§ **WRITTEN PROBLEM**: Put every line of the items below into a JSON list of strings, one string per line, leaving out blank lines.
------ SUPPLIED MATERIAL
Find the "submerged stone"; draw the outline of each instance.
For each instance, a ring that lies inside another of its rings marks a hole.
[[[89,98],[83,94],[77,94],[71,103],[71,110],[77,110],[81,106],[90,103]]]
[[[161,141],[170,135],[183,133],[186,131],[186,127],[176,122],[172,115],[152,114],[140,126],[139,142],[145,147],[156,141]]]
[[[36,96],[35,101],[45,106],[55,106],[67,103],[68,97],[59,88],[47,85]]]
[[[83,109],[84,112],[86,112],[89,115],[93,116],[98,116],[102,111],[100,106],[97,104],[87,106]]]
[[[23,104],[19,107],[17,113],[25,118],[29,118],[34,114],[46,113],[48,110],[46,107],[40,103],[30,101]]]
------------
§ **OUTPUT OF THE TASK**:
[
  "Find the \"submerged stone\"; draw the outline of each instance.",
  "For each instance, a ring that lies inside another of its rings marks a hole.",
  "[[[89,98],[83,94],[77,94],[71,103],[71,110],[77,110],[81,106],[90,103]]]",
  "[[[161,141],[170,135],[183,133],[186,131],[186,127],[176,122],[172,115],[152,114],[140,126],[139,142],[145,147],[156,141]]]",
  "[[[36,96],[35,101],[45,106],[55,106],[67,103],[68,97],[59,88],[47,85]]]",
  "[[[83,109],[84,112],[86,112],[89,115],[93,116],[98,116],[102,111],[100,106],[97,104],[87,106]]]",
  "[[[23,104],[19,107],[17,113],[25,118],[29,118],[34,114],[46,113],[48,110],[46,107],[40,103],[30,101]]]"
]